## start Records provided

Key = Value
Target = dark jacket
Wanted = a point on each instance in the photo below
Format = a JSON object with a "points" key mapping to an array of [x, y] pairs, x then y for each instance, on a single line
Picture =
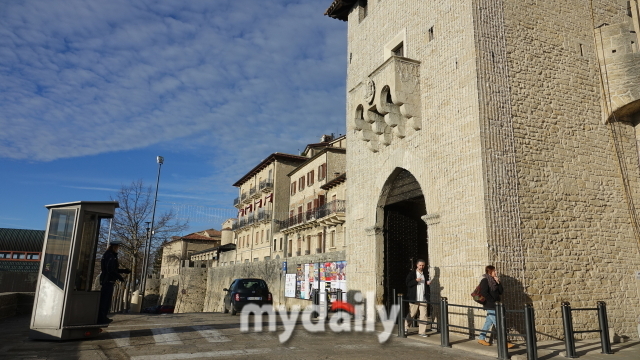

## end Records provided

_Task to carry out_
Can you repeat the data above line for line, word for word, leaving the pictures out?

_Completed task_
Key = Value
Target = dark jacket
Wanted = a point on each instance in the photo below
Format = a JSON object with a "points" key mapping to an array of [x, y] pairs, x then y for each instance, on a single line
Picture =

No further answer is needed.